* _Directions for this task_
Reproduce all of the data below word for word, omitting the picture.

— Begin Dataset content —

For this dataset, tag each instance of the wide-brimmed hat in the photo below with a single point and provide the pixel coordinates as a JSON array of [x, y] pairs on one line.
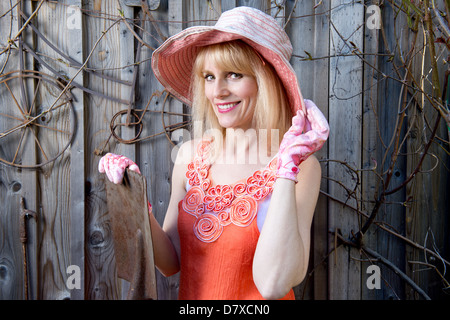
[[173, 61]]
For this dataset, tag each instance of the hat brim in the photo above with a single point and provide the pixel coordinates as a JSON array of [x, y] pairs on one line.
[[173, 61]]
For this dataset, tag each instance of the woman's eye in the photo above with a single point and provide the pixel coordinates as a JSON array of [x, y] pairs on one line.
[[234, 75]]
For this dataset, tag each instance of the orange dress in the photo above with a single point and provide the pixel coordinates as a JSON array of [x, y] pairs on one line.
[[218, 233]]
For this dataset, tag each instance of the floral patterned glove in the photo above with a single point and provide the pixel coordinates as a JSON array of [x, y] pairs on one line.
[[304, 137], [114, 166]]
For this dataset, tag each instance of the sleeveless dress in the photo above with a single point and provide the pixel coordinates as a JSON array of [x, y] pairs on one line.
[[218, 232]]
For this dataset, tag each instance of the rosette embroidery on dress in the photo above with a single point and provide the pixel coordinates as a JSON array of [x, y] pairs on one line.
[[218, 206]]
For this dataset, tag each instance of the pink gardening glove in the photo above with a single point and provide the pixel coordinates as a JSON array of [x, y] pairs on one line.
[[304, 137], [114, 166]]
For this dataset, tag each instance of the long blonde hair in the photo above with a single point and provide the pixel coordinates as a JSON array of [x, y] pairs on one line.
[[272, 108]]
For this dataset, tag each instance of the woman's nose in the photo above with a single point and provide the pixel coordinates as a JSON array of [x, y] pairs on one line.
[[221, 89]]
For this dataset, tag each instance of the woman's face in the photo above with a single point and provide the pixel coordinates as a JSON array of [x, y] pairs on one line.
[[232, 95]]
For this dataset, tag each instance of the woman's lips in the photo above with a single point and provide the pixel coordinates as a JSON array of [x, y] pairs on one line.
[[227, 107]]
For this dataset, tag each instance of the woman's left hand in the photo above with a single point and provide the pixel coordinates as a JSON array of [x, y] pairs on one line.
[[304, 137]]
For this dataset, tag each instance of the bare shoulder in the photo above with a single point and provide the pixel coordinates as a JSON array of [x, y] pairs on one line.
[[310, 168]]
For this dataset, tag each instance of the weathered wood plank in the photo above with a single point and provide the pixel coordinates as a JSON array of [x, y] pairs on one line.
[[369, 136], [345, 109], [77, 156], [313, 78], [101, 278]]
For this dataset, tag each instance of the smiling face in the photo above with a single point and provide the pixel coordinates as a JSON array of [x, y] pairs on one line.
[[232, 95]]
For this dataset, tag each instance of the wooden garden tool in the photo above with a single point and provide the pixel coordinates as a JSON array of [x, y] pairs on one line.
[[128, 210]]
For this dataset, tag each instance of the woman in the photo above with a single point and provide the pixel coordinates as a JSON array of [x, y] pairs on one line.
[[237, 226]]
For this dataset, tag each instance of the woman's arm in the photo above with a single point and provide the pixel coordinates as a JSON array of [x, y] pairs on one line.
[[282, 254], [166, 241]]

— End Dataset content —

* _Response to the task_
For this dataset, tag each instance of the wide-brimmed hat in the photo below with a single point and provide the pixel coordinates as a JSON array of [x, y] pairs on one line.
[[173, 61]]
For this dataset, tag each instance of the hat brim in the photo above with a single point and provide the pixel coordinates as a JSON array of [x, y] pairs on one line.
[[173, 61]]
For this dataset, tag each instance of the woman's eye in the photo above with a single point and provide the pixel coordinates as a JSON array of [x, y] pairs on one line.
[[234, 75]]
For this dataset, tag each instance of the orange dress in the photo above with a single point and provide the pixel coordinates as a JSON array of [x, y] pairs on one line.
[[218, 233]]
For this dataset, tag each instance of the floral patterned glove in the photo above with a single point and provide the pixel coordinates as a JSON array of [x, y] pairs on one line.
[[304, 137], [114, 166]]
For this dataset, tag each instance of the sleeveless dress in the photo above with a single point and provide the pixel coordinates as a JSON array of [x, y] pairs on one line.
[[218, 232]]
For this dataset, tag each instance of the rosette embroidery on dress in the photo above with a single point and provide the pixel coordinates as a JSON array of [x, y] pairs on one line.
[[218, 206]]
For this dataset, tag each instance of the pink gardening glove in the photo above with a single point and provide the pixel coordinates as a JSON array of [x, y] pairs on one line.
[[304, 137], [114, 166]]
For this dataset, tag each instance of the long blonde hair in the photo above with a single point and provide the pixel coordinates as a JSON array of [x, y] pairs on one line.
[[272, 108]]
For this dataset, tag each instance of the woman's nose in the photo above with a single point and provide the pixel coordinates as a JSON array of [x, y] pairs on one line.
[[221, 89]]
For this dataset, tag each instance of the woman's face in the photo above with a single point and provide the pixel coordinates as a JSON array of [x, y] pairs on one line.
[[232, 95]]
For this dataset, tag each instance of the woman's lips in the photo above with a single point and provide the pixel coordinates as a JSON array of [x, y] pairs on one line.
[[227, 107]]
For this dataset, tag each instance of the woman's left hand in the photo above with a single point and provide the pixel coordinates as a JSON array of [x, y] pairs on one line.
[[304, 137]]
For this dataset, tag each instance of the bare shoulder in the photo above with a single point and provide the pixel coordinates as a JSON array of [x, y] pairs on one line.
[[310, 168]]
For this dataset, tag each instance of the weathered wood plank in the photo above with a single point and provide the pixel coordinates as a JSON array of [x, y] pairs on one line.
[[369, 136], [345, 109], [77, 156], [313, 78], [101, 278]]
For this dataset, tag each instance of the smiling face in the photo above with a single point and provide the pixel coordinates as a JSON array of [x, y] pairs on one line.
[[232, 95]]
For this dataset, tag each instance of the wooden garden tool in the photo above with a single point and provide the pixel coordinates as a JSON array of [x, y] pairs on one line.
[[128, 210]]
For this dataset, tag each instance of the woman in the photo above with a single point and provide the pixel coordinates as a JSON array of [x, y] pairs on one line.
[[237, 226]]
For this dataset, tag each instance of the woman's arm in the photo above with a single point and provide the pixel coordinates as a JSON array of [x, y] pairs on one line.
[[282, 254], [166, 241]]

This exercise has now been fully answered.